# [WORK TO COMPLETE]
Reproduce each record exactly, but exclude every picture.

[[ MATERIAL FOR THE TASK open ]]

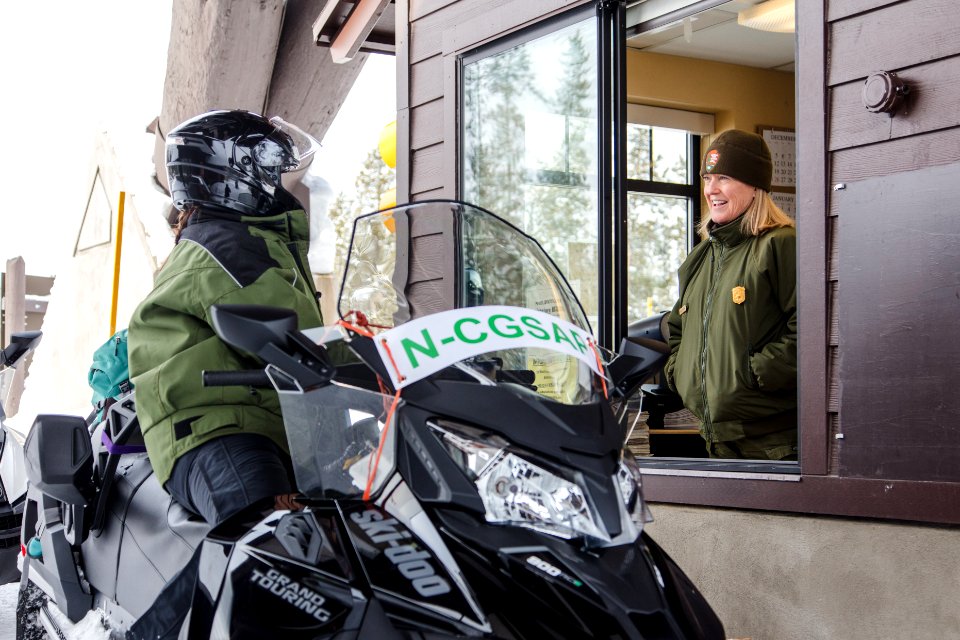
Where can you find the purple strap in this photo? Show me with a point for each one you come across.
(120, 449)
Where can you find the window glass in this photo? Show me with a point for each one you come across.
(656, 153)
(657, 232)
(529, 146)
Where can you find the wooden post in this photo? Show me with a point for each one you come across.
(14, 304)
(327, 287)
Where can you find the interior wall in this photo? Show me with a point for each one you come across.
(739, 97)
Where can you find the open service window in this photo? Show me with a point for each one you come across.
(693, 72)
(587, 129)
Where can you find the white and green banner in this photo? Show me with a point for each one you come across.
(424, 346)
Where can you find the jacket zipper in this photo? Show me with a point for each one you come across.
(707, 312)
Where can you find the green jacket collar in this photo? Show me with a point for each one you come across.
(730, 234)
(291, 225)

[[ MATERIAL FOR THE TASK closed ]]

# [OUTPUT FOR THIS EXERCISE]
Where can you find the purple strap in this photo? Show me with a point for each one you come across.
(120, 449)
Where can you find the window glass in this photo? Show me with a point for each one you come across.
(656, 153)
(657, 232)
(529, 146)
Where can you find the wooden post in this photo? Show me with a point for each one you come across.
(14, 304)
(327, 287)
Where can you find the interior wall in this photo? Show me with a point for each one you come across.
(739, 97)
Where can you find the open service window in this photo? Show me with a point for each one you come across.
(693, 72)
(587, 129)
Where can you find the white and green banner in this photo? Show me with a point for each one you come across.
(424, 346)
Where can you find the jacket zipper in this photo? Show me with a point for each one you come across.
(707, 312)
Where can you find the green jacket collar in this photo? Show me with a point for each one you come across.
(730, 234)
(291, 225)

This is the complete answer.